▸ **DIRECTIONS FOR THIS TASK**
Please reproduce the full listing exactly, with nothing added.

▸ **THE DATA**
#####

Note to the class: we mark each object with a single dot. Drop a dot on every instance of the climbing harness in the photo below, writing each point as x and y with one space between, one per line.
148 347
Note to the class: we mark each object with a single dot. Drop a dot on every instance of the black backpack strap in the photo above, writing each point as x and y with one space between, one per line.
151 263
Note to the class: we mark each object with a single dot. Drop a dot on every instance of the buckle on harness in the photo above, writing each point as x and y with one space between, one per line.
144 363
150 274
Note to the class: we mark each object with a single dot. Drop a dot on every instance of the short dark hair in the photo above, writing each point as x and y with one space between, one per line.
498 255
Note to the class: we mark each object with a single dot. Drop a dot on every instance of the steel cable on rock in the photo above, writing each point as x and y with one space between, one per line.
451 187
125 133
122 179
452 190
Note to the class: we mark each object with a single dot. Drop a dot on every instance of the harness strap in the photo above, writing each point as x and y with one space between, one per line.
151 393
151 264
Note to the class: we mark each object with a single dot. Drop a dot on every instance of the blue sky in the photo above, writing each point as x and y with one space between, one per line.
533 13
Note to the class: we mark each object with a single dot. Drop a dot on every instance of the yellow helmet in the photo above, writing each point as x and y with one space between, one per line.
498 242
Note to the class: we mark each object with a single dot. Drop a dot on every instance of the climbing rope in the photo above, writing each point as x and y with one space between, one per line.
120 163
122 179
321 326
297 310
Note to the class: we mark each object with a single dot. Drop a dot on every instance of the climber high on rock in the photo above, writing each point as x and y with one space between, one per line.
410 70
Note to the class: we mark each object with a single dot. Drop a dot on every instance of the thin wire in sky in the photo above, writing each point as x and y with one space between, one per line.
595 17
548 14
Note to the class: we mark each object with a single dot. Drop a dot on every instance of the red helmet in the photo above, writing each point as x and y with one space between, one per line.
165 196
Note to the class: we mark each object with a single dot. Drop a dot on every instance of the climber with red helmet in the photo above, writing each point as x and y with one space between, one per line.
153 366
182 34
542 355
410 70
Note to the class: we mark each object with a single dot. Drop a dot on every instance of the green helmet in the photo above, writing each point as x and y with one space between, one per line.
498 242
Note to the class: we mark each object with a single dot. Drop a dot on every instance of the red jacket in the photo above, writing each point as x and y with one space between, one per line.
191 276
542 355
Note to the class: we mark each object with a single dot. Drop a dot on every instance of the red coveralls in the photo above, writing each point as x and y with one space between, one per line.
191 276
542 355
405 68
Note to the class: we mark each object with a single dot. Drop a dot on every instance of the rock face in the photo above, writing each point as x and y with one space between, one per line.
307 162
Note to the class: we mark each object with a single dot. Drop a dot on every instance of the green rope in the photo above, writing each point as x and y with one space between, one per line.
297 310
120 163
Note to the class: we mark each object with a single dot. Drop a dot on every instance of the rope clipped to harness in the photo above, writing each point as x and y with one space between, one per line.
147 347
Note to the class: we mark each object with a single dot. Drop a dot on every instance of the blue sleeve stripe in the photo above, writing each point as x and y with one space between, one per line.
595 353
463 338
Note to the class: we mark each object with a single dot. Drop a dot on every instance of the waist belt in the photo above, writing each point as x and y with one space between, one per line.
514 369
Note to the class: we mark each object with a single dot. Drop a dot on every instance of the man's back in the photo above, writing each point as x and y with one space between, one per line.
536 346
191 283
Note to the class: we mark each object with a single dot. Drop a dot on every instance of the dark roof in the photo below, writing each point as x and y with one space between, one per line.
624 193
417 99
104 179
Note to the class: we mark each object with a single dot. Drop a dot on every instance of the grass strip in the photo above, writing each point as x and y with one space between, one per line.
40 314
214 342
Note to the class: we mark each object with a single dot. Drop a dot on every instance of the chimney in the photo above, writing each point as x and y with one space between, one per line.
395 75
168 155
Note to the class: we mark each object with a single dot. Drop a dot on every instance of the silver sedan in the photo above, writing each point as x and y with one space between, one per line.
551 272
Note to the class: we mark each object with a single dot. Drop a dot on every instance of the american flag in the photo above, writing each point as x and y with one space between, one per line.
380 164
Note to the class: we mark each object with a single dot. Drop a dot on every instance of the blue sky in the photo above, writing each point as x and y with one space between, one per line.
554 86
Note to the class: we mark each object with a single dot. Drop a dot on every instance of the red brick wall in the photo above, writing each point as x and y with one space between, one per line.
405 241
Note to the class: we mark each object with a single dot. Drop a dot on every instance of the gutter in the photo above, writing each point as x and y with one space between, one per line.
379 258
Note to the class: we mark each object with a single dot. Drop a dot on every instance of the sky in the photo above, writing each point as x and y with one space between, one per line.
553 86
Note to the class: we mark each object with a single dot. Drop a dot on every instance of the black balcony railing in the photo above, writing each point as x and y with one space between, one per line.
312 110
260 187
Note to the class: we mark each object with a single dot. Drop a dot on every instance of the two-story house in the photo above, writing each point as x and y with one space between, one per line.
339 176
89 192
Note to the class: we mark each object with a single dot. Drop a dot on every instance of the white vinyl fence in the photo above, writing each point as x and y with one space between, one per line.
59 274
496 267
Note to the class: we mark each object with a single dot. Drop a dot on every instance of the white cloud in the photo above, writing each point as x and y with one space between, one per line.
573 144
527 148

#####

▸ **ANSWER TO THIS EXERCISE**
Note to the class: we mark each object with a single dot. Drop a dot on every instance of the climbing harness in the photo below, writing each point as x and y with one space between, one per line.
148 347
Note to the class: we mark each object with a single dot. Drop a dot on every instance of the black backpack strap in the photo above, writing each point as x and y with one space between, one per line.
151 263
Note to the class: we mark each object with a single dot. Drop a dot on every instance of the buckle on harness in the photo above, writing each point as x and y with one space between, one per line.
144 363
150 274
Note to the class: we mark each object with a single dot. Drop a dot on every instance of the short dark hair in the photo above, writing each point as x and y with one space between, one per line.
498 255
Note to the class: we mark each object with a single dot. Drop a dot on every instance of the steel cable on rock in the photo above, writing each point as x and y with one space between, one per line.
451 187
125 133
122 179
452 190
Note to the class: we mark each object with a single dot. Drop a dot on every instance of the harness strap in the photo above, writing each point as x and y with one space between, one per line.
151 393
151 264
Note to the class: we mark each object with a single dot. Drop a dot on every instance of the blue sky in the photo above, writing each point as x and y with one space between, one per line.
533 13
Note to the class: we mark each object with a single dot. Drop a dot on every instance of the yellow helmet in the photo above, writing each point as x and y with one space between, one per line.
498 242
Note to the class: we mark each object with a single dot. Drop a dot on every instance of the climbing rope in the photo above, writing each point as x and y with one space between, one per line.
120 163
122 179
321 326
297 310
Note to the class: we mark each object with a single dot. Drop a dot on every instance of the climber high on rock in the photo above, writing each point as x and y with one space between, one per line.
410 70
Note to the class: we mark each object with a single dot. Drop a dot on every instance of the thin wire in sky in the photo above, writing each point as x and y with one space between, one per line.
595 17
548 14
Note to the class: we mark each object with a single dot. Drop a dot on every instance of the red helmet in the photo above, writing each point as x and y with one space between, one per line.
165 196
Note to the class: we mark each object with a single dot. Drop a dot on every instance of the climber with red helmet in the photo above, writing each point as x and y with one space between, one per line.
153 366
182 34
542 355
410 70
Note to the class: we mark each object with a single dot. Drop a dot on every instance of the green helmet in the photo above, writing each point as x and y with one space between, one per line.
498 242
Note to the class: we mark each object with a single dot. Drop a dot on every instance of the red jacket in the photo above, writing each point as x and y with one space between, one per line.
191 276
542 355
Note to the class: we mark each object with a single dot. Drop a dot on every instance of the red coveralls in the photo above, writing each point as x and y with one space between, one per line.
191 276
542 355
405 68
Note to the class: we mark each object with a single dot. Drop a dot on every instance of the rock face in the photo above, writing each point as x and y with one space between, one per line.
307 162
Note to the class: we mark each object with a single dot. Drop a dot on every instance of the green rope in the photo above, writing each point as x and y with one space between, one per line.
297 310
120 163
Note to the class: we mark each object with a single dot. Drop a dot on every instance of the rope clipped to harness in the photo above, writing each point as x and y with one space between, one per line.
147 347
Note to the class: we mark each object with a single dot. Drop a dot on every instance of the blue sleeve stripe in the photo above, writing each point as x and y with one space between, one per line.
595 353
463 338
Note to the class: we mark each object with a single dot. Drop a dot on every instance of the waist belt in the photo above, writing each point as x and y with one space between, one per line.
514 369
Note to the class: we mark each object with a single dot. Drop a dot on every instance of the man's back in the photo above, writing each point as x and y with one space between, one per line.
536 346
191 283
Note to the class: we mark each object with a single dot. Drop a dot on every instance of the dark roof in the photo below, writing each point as x and y with one space between, one per line.
624 193
417 99
104 179
Note to the class: we mark each object with a single dot. Drop a dot on every instance of the grass strip in the photo above, writing each point as x and y with one space between, one per line.
40 314
214 342
Note to the class: we mark each object with a single dot. Drop a dot on every instance of the chimney in the photo above, writing each point as x and y with one space between, one per line.
395 75
168 155
Note to the class: we mark each object with a single dot. Drop a dot on every instance of the silver sedan in the photo above, writing each point as x and y with one space between, one per line.
551 272
Note to the class: we mark each object with a single dot. Drop a dot on every instance of the american flag in the photo above, writing each point as x and y with one space between, one per line.
380 164
Note to the class: we mark each object with a single dot. Drop a dot on every instance of the blue sky in the photo above, writing each point as x and y with one space between, one per line.
554 86
Note to the class: we mark each object with a single dot. Drop a dot on every instance of the red brick wall in the photo above, writing each point as x and y with one space between, one per line.
405 241
Note to the class: we mark each object with a single dot. Drop a dot on every instance of the gutter in the photo above, writing each point as x and y with one space between, one per line.
379 258
Note to the class: we mark each object with a single dot. Drop a dot on every instance of the sky in the photo above, writing each point as x and y with one space between, one per line.
553 86
Note to the class: we mark each object with a single dot. Drop a dot on every instance of the black balcony railing in the photo above, writing each point as x and y with one space between, one per line.
312 110
260 187
Note to the class: we mark each object with a single dot. Drop a dot on every instance of the two-story house in the photo above, writing each point as x and y with one space between, one per line.
339 176
89 192
Note to the class: we mark each object with a single dot. Drop a dot on every instance of the white vinyl fence in the photo above, writing each point as x and y with one space between, one per line.
59 274
496 267
Note to the class: we mark each object with a single dot. Drop a dot on every instance of the white cloud in the photo above, writing each point as x and y with one space between, one per line.
573 144
527 148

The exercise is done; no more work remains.